TASK SET
1. Quote the passage from the coronavirus news report between "North America and" and "of the pandemic.", inclusive.
2. Continue the coronavirus news report from where it stops.

May 5: Global coronavirus deaths reached 250,000 on Monday after recorded infections topped 3.5 million, a news agency tally of official government data showed, although the rate of fatalities has slowed.

North America and European countries accounted for most of the new deaths and cases reported in recent days, but numbers were rising from smaller bases in Latin America, Africa and Russia.

Globally, there were 3,062 new deaths and 61,923 new cases over the past 24 hours, taking total cases to 3.58 million.

That easily exceeds the estimated 140,000 deaths worldwide in 2018 caused by measles, and compares with around 3 million to 5 million cases of severe illness caused annually by seasonal influenza, according to the World Health Organization (WHO).

While the current trajectory of COVID-19 falls far short of the 1918 Spanish flu, which infected an estimated 500 million people, killing at least 10% of patients, experts worry the available data is underplaying the true impact of the pandemic.

The concerns come as several countries begin to ease strict lockdowns that have been credited with helping contain the spread of the virus.

"We could easily have a second or a third wave because a lot of places aren't immune," Peter Collignon, an infectious diseases physician and microbiologist at Canberra Hospital, told Reuters. He noted the world was well short of herd immunity, which requires around 60% of the population to have recovered from the disease.

The first death linked to COVID-19 was reported on Jan. 10 in Wuhan, China after the coronavirus first emerged there in December. Global fatalities grew at a rate of 1-2% in recent days, down from 14% on March 21, according to the Reuters data.

DEATH RATE ANOMALIES

Mortality rates from recorded infections vary greatly from country to country.

EXERCISE DATA
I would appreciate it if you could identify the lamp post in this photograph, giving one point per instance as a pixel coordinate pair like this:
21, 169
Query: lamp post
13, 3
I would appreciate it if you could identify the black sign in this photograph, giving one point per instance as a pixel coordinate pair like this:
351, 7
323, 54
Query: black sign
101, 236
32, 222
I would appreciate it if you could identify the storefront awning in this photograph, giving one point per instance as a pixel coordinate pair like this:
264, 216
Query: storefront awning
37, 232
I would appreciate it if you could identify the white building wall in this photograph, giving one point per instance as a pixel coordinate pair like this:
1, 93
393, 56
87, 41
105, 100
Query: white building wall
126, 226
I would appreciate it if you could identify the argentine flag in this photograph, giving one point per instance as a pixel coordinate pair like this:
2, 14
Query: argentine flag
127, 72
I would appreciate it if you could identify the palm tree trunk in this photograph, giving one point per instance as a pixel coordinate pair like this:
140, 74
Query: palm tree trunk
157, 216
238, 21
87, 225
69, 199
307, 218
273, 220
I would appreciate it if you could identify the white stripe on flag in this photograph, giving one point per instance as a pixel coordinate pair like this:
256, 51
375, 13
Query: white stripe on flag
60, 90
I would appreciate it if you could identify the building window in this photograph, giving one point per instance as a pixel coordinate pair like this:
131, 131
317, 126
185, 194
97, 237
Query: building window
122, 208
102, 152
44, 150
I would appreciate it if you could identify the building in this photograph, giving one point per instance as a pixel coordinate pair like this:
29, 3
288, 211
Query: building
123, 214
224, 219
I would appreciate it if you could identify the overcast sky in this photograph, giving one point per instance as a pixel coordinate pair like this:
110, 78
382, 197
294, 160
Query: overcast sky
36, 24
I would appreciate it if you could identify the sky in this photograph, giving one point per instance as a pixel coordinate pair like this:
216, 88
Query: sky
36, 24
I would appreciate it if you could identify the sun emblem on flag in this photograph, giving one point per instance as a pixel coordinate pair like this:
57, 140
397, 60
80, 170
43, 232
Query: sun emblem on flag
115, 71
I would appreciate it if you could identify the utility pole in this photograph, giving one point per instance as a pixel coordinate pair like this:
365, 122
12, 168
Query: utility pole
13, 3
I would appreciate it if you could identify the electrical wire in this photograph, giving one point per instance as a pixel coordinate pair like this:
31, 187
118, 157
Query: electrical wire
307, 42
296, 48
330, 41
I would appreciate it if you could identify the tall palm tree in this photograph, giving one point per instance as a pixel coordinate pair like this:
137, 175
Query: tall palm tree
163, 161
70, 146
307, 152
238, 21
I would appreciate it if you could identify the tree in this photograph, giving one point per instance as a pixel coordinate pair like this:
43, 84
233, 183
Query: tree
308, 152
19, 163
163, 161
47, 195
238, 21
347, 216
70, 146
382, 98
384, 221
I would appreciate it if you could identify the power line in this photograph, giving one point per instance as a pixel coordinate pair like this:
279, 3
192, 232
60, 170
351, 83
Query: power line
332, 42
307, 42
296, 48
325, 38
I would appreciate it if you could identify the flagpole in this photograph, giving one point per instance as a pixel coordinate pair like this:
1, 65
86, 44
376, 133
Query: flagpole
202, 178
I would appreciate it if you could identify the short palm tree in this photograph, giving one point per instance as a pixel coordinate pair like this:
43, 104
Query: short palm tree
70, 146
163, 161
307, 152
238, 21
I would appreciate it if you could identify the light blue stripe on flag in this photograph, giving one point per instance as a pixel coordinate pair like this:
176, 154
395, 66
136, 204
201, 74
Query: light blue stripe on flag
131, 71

RESPONSES
1.
North America and European countries accounted for most of the new deaths and cases reported in recent days, but numbers were rising from smaller bases in Latin America, Africa and Russia.

Globally, there were 3,062 new deaths and 61,923 new cases over the past 24 hours, taking total cases to 3.58 million.

That easily exceeds the estimated 140,000 deaths worldwide in 2018 caused by measles, and compares with around 3 million to 5 million cases of severe illness caused annually by seasonal influenza, according to the World Health Organization (WHO).

While the current trajectory of COVID-19 falls far short of the 1918 Spanish flu, which infected an estimated 500 million people, killing at least 10% of patients, experts worry the available data is underplaying the true impact of the pandemic.

2.
Collignon said any country with a mortality rate of more than 2% almost certainly had underreported case numbers. Health experts fear those ratios could worsen in regions and countries less prepared to deal with the health crisis.

"If your mortality rate is higher than 2%, you've missed a lot of cases," he said, noting that countries overwhelmed by the outbreak were less likely to conduct testing in the community and record deaths outside of hospitals.

In the United States, around half the country's state governors partially reopened their economies over the weekend, while others, including New York Governor Andrew Cuomo, declared the move was premature.

In Britain, Prime Minister Boris Johnson, who battled COVID-19 last month, has said the country was over the peak but it was still too early to relax lockdown measures.

Even in countries where the suppression of the disease has been considered successful, such as Australia and New Zealand which have recorded low daily rates of new infections for weeks, officials have been cautious.

Australian Prime Minister Scott Morrison has predicated a full lifting of curbs on widespread public adoption of a mobile phone tracking app and increased testing levels.